Selected extract
::::::

Huge demand - and huge workforce gaps
In 2021, the Health Foundation published detailed economic modelling around social care funding and found that we would need another £6 billion per annum over the next decade just to meet future demand at current levels of access to care and £9 billion to extend access to care.
One thing adult social care has in common with the NHS is that it faces huge and growing workforce gaps. Around one in 10 care and social worker roles are unfilled. Yet Skills for Care, the workforce development and planning body for adult social care, estimates we’ll need nearly a million new social care jobs by 2035.
The situation has been worsened by Brexit and new points-based immigration rules - which work against poorly paid foreign nationals - along with competition from the NHS or other low wage sectors with unfilled vacancies. Meanwhile, the care homes and companies providing it are often struggling to stay in the market as the majority of providers and employees are in the private or voluntary sector, which is another difference from the NHS.
Why does any of this matter?
Firstly, social care goes beyond provision of those statutory services and incorporates other roles around prevention or safeguarding.
Secondly, it helps more people remain in their own homes and retain more independence, control and choice, and have a more fulfilling life.

::::::

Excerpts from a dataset
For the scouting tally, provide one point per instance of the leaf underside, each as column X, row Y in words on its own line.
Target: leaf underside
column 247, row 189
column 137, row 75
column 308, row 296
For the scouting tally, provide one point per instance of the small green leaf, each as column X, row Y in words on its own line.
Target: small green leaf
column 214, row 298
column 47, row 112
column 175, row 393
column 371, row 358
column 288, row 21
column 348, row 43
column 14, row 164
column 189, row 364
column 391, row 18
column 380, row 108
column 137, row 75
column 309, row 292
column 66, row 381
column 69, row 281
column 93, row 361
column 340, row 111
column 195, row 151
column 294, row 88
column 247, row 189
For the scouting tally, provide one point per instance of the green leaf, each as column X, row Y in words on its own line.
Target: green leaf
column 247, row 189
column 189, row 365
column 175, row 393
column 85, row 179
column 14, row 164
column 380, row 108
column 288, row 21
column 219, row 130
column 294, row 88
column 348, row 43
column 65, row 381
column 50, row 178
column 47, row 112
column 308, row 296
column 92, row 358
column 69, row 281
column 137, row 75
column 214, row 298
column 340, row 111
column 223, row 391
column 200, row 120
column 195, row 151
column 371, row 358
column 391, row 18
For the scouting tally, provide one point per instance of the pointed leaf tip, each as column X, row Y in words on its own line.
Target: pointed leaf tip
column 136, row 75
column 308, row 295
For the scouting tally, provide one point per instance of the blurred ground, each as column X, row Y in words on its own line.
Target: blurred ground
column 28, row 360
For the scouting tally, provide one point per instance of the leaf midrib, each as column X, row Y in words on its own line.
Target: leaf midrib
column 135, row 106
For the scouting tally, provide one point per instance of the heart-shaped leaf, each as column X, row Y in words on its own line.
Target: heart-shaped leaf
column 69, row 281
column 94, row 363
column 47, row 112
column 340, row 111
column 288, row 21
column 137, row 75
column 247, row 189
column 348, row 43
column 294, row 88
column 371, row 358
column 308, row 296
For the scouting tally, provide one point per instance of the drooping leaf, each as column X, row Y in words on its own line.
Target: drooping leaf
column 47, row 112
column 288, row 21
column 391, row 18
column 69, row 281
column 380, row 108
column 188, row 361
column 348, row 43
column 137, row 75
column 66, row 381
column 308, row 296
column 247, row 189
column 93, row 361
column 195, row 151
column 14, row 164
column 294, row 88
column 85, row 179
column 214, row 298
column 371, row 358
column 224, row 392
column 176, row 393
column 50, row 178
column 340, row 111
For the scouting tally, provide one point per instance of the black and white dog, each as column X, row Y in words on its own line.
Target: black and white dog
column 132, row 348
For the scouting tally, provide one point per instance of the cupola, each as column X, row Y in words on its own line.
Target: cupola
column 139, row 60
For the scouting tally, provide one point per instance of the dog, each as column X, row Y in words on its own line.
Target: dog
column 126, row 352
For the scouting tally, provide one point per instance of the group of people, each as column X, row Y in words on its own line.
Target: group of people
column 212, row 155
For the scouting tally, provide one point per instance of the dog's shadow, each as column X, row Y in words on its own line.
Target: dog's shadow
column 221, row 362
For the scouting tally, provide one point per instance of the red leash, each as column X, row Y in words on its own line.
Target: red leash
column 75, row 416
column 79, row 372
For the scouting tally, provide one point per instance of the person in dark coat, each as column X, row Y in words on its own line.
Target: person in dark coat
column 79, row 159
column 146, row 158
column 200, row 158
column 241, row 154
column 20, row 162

::::::

Print, word for word, the portion of the social care passage above that begins with the words containing "The situation has" and ends with "of this matter?".

The situation has been worsened by Brexit and new points-based immigration rules - which work against poorly paid foreign nationals - along with competition from the NHS or other low wage sectors with unfilled vacancies. Meanwhile, the care homes and companies providing it are often struggling to stay in the market as the majority of providers and employees are in the private or voluntary sector, which is another difference from the NHS.
Why does any of this matter?